[EXERCISE MATERIALS Boundary: Start]

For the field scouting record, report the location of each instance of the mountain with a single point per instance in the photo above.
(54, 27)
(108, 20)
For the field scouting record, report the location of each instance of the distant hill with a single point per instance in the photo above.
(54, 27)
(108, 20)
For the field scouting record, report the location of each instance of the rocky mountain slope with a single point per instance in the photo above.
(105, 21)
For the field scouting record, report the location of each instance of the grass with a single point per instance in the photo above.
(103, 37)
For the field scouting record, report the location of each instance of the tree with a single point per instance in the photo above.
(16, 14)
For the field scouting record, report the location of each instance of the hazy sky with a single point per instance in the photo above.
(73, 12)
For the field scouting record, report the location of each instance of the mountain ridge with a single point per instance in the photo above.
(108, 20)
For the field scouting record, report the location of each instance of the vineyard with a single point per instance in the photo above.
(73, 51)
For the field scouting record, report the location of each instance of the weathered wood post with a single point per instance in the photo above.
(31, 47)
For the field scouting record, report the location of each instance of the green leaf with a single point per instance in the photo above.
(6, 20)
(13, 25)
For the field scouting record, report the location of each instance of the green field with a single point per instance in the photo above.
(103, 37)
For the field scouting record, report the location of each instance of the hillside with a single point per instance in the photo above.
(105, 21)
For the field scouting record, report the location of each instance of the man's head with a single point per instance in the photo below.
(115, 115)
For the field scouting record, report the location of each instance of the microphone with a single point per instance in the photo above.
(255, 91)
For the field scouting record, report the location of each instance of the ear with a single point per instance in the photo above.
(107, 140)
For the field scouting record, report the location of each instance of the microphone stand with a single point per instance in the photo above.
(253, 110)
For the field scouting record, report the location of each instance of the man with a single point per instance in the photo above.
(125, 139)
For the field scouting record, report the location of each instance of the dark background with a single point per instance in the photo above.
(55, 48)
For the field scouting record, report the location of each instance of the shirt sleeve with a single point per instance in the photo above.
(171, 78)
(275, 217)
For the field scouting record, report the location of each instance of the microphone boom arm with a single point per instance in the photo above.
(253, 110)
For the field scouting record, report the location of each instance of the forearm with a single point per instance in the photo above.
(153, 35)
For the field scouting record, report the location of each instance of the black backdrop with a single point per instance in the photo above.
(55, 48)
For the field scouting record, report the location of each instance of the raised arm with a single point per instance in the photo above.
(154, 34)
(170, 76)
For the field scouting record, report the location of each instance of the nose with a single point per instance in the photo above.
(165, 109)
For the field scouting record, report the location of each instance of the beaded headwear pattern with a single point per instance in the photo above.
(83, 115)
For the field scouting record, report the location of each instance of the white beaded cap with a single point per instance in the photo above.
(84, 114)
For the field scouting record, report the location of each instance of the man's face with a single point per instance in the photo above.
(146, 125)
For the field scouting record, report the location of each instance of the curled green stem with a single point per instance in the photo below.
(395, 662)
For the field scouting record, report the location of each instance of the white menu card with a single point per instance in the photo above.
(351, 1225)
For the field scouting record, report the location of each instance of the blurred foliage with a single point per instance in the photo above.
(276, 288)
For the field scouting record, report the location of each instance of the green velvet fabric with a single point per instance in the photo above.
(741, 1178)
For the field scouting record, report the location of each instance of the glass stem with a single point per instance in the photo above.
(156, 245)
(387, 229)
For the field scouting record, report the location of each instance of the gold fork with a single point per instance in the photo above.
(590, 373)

[EXERCISE MATERIALS Boundary: End]

- _PROBLEM TO WORK ON_:
Transcribe all of the data so that each line matches the source exactly.

- _WRITTEN REPLY_:
For the field scouting record, report the location of each instance of the mountain with a single point per instance in the photo above.
(54, 27)
(108, 20)
For the field scouting record, report the location of each instance of the distant hill with a single point per instance in the photo above.
(54, 27)
(108, 20)
For the field scouting record, report the location of each instance of the rocky mountain slope with a single point per instance in the photo above.
(105, 21)
For the field scouting record, report the location of each instance of the grass with a single point per instance in the photo above.
(103, 37)
For the field scouting record, report the location of each instance of the tree with a single point per instance in the photo above.
(16, 14)
For the field scouting record, report the location of each instance of the hazy sky with a single point per instance in the photo above.
(73, 12)
For the field scouting record, report the location of each instance of the mountain ridge with a single point per instance in the photo above.
(108, 20)
For the field scouting record, report the location of each instance of the vineyard with a single point per instance in the photo above.
(73, 51)
For the field scouting record, report the location of each instance of the weathered wood post with a single point per instance in the photo above.
(31, 47)
For the field scouting record, report the location of each instance of the green leaf with a single point per instance in the photo above.
(6, 20)
(13, 25)
For the field scouting record, report the location of each instance of the green field with a single point per instance in the photo above.
(103, 37)
For the field scouting record, report the location of each instance of the hillside with a single point per instance in the photo above.
(105, 21)
For the field scouting record, report the location of each instance of the man's head with a single point per instance in the photo below.
(115, 115)
For the field scouting record, report the location of each instance of the microphone with a single point per instance in the photo above.
(255, 91)
For the field scouting record, report the location of each instance of the ear with a single point per instance in the photo above.
(107, 140)
For the field scouting record, report the location of each instance of the microphone stand with a single point per instance in the photo above.
(253, 110)
For the field scouting record, report the location of each instance of the man with a single point per instance in the photo above.
(125, 139)
For the field scouting record, report the location of each instance of the dark background with a single point per instance in the photo above.
(55, 48)
For the field scouting record, report the location of each instance of the shirt sleeve with a single point per instance in the photo above.
(171, 78)
(275, 217)
For the field scouting record, report the location of each instance of the microphone boom arm with a single point per instance in the photo above.
(253, 110)
For the field scouting record, report the location of each instance of the forearm with a single point per instance in the photo above.
(153, 35)
For the field scouting record, report the location of each instance of the black backdrop with a single point per instance in the photo above.
(55, 48)
For the field scouting record, report the location of each instance of the raised arm with a single point per instance in the photo above.
(154, 34)
(170, 76)
For the field scouting record, report the location of each instance of the nose with a single point per instance in the photo above.
(165, 109)
For the field scouting record, report the location of each instance of the beaded headwear pattern with a single point per instance in the photo above.
(83, 115)
For the field scouting record, report the location of each instance of the white beaded cap with a single point per instance in the photo above.
(84, 114)
For the field scouting record, report the location of each instance of the man's face with a single point per instance in the photo above.
(146, 125)
For the field scouting record, report the location of each instance of the curled green stem with a single point per instance in the photo below.
(395, 662)
For the field scouting record, report the location of each instance of the white menu card with a single point per instance in the photo above.
(351, 1225)
For the field scouting record, report the location of each instance of the blurred foliage with a single point per instance in the photo above.
(276, 288)
For the field scouting record, report the location of each instance of the green velvet fabric with a single point per instance in the photo above.
(741, 1178)
For the field scouting record, report the location of each instance of the glass stem with a single point per instance in the photo above.
(156, 245)
(387, 229)
For the field scouting record, report the location of each instance of the gold fork with a single point per instance in the photo above.
(590, 373)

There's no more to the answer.